What the task requires
Apart from the images, reproduce all of the data word for word.

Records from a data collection
= = =
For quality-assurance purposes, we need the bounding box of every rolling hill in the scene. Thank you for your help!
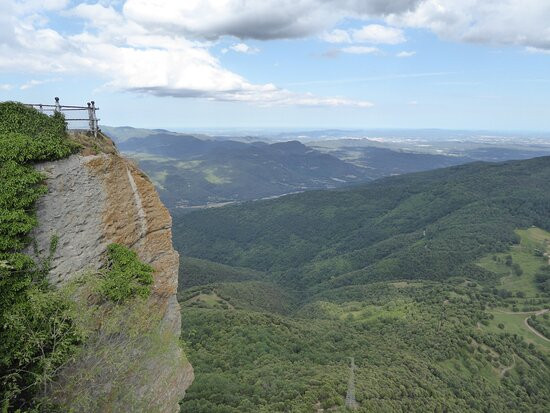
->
[105,126,550,211]
[174,156,550,412]
[115,133,372,208]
= = =
Result for this task
For quality-assurance purposes, we need the bounding box of every rolling hill in the scene. Thank you for your help!
->
[105,126,550,211]
[174,156,550,412]
[115,133,372,208]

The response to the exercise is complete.